--- Goal ---
Retype verbatim the stretch of material from the line containing "shape [[185, 361]]." through the line containing "[[338, 295], [150, 296]]", including both of those lines.

[Start]

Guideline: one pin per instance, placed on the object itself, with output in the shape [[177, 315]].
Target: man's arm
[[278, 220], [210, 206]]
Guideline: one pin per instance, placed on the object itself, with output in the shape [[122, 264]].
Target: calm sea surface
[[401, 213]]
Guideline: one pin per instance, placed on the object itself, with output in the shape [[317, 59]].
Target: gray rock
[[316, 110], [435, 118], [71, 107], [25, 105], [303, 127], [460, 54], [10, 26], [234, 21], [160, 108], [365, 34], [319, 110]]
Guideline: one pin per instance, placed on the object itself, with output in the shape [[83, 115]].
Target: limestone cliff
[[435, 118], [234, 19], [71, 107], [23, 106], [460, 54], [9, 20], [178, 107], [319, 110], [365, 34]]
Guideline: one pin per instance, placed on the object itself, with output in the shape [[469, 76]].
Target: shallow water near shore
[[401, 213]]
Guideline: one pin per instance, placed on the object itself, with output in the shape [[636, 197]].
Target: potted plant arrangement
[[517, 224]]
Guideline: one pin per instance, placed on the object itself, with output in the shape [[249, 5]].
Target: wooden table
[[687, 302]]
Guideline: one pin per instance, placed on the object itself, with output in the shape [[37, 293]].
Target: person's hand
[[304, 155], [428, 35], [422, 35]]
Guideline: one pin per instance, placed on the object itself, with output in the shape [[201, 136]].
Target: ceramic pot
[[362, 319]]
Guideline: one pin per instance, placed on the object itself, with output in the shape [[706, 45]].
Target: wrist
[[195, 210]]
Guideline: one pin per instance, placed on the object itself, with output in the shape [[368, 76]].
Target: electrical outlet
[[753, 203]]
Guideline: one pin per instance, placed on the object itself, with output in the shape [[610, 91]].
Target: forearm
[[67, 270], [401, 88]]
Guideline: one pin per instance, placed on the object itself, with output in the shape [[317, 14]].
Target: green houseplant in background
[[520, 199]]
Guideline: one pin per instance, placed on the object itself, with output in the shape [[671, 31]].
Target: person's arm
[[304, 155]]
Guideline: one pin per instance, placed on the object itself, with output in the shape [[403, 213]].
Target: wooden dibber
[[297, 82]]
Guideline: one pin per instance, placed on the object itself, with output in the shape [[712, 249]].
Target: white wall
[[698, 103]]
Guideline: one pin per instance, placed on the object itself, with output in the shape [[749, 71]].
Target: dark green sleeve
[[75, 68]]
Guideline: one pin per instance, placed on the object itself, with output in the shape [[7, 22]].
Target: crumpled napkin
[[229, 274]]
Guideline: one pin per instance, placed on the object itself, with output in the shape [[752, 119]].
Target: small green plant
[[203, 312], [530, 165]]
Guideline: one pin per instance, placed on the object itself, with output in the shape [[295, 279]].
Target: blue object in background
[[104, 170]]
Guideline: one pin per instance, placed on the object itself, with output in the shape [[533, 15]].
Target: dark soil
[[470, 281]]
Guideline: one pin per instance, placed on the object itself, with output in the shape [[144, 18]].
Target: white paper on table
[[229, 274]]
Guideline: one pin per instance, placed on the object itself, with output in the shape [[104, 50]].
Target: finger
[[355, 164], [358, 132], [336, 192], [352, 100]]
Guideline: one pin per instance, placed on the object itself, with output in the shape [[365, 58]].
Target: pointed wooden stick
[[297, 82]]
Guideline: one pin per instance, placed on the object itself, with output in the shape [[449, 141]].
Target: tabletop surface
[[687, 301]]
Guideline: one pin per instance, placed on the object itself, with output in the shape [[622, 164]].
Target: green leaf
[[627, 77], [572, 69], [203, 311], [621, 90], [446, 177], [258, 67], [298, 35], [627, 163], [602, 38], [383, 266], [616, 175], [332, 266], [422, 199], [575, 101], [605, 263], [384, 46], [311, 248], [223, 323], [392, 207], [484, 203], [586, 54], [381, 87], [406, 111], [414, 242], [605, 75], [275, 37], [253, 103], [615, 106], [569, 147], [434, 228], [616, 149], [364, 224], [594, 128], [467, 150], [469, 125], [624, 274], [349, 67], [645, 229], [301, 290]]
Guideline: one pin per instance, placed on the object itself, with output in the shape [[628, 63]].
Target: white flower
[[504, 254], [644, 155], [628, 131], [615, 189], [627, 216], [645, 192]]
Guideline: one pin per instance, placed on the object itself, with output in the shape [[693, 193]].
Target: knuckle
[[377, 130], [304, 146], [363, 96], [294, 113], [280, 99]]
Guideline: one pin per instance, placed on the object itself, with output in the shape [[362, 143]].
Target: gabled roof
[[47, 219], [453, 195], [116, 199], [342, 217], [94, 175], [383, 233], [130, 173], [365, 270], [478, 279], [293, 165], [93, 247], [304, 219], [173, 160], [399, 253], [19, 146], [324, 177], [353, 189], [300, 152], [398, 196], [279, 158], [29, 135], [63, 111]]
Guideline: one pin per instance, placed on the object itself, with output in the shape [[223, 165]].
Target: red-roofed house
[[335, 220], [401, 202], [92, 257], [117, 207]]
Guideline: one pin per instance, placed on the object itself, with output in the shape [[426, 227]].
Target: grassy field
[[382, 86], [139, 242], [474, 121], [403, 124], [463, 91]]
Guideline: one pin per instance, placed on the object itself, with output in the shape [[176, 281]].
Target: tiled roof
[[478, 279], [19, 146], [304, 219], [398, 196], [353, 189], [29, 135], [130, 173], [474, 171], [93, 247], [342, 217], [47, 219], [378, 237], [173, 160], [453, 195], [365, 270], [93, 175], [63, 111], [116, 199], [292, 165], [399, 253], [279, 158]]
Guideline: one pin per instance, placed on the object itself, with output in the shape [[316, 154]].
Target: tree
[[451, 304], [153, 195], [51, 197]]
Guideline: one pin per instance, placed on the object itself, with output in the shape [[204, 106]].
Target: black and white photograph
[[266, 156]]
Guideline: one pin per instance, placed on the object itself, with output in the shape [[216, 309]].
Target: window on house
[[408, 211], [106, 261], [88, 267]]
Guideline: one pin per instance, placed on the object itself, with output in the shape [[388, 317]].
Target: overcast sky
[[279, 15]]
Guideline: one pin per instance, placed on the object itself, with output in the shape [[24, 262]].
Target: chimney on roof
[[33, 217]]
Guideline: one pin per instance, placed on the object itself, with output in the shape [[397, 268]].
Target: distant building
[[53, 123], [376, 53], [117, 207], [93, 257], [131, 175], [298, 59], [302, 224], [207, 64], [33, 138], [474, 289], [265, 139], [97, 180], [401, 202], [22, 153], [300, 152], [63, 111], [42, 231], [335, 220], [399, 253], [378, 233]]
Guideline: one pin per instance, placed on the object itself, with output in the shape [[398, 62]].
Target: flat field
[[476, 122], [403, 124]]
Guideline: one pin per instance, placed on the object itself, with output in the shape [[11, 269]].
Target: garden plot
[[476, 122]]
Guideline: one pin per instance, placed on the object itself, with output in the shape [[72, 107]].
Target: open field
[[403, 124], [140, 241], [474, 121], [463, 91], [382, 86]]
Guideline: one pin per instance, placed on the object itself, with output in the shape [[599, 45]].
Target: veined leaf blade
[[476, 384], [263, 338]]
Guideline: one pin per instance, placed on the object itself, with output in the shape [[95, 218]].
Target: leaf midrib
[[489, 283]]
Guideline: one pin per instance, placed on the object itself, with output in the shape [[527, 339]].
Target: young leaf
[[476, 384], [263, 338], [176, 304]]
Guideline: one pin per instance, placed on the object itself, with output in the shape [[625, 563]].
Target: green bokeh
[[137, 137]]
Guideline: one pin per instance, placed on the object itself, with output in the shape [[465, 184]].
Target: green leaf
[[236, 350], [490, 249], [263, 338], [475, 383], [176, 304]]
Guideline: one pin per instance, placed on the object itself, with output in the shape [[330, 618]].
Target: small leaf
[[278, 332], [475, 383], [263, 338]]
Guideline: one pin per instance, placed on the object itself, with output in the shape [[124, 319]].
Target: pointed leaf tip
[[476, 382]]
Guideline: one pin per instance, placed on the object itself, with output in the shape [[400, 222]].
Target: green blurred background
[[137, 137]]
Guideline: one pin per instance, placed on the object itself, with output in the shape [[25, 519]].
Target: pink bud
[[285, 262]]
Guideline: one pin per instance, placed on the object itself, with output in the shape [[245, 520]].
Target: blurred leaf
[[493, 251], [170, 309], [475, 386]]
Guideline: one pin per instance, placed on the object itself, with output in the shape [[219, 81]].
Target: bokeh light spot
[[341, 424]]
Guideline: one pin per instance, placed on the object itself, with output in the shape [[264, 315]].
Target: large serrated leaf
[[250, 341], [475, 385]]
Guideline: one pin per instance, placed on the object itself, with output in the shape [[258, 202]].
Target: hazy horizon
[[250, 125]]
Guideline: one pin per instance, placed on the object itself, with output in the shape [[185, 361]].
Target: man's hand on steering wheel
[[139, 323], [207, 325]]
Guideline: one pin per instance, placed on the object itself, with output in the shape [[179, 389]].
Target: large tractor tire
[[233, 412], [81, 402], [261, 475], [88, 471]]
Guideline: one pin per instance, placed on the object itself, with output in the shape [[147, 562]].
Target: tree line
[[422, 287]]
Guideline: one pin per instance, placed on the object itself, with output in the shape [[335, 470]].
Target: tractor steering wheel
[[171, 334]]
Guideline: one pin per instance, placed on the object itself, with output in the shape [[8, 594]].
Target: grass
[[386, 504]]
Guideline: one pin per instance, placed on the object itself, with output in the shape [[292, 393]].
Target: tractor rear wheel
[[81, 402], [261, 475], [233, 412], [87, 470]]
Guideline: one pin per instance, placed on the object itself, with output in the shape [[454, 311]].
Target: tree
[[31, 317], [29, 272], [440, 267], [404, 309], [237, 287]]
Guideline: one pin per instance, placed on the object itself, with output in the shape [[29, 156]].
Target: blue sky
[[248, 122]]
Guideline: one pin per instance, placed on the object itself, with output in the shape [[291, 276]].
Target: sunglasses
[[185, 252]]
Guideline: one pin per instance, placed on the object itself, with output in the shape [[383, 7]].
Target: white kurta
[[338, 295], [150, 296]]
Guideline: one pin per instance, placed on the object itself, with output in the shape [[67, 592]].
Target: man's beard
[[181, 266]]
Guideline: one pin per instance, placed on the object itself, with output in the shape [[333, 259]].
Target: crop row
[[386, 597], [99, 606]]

[End]

--- Task response ---
Guideline: one pin per instance, placed on the object itself, with output in the shape [[185, 361]].
Target: man's hand on steering wheel
[[139, 323], [207, 325]]
Guideline: one pin per instance, placed on the object itself, with output in the shape [[179, 389]].
Target: large tractor tire
[[233, 412], [81, 402], [261, 475], [88, 471]]
Guideline: one pin per instance, placed on the object itself, with output in the shape [[147, 562]].
Target: tree line
[[422, 287]]
Guideline: one pin per instance, placed on the object itself, with output in the shape [[335, 470]].
Target: tractor steering wheel
[[171, 334]]
Guideline: one pin per instance, placed on the object itself, with output in the shape [[8, 594]].
Target: grass
[[386, 504]]
Guideline: one pin per instance, placed on the object itself, with output in the shape [[292, 393]].
Target: tractor rear wheel
[[81, 402], [261, 475], [233, 412], [87, 470]]
Guideline: one pin per instance, placed on the object itself, with output in the shape [[454, 311]].
Target: tree
[[31, 317], [29, 272], [440, 267], [404, 309], [237, 287]]
Guideline: one pin per instance, placed on the object itself, with output in the shape [[29, 156]].
Target: blue sky
[[248, 122]]
Guideline: one pin per instance, placed on the object itself, with output in the shape [[291, 276]].
Target: sunglasses
[[185, 252]]
Guideline: one pin per instance, placed on the object itself, with output in the shape [[383, 7]].
Target: white kurta
[[338, 295], [150, 296]]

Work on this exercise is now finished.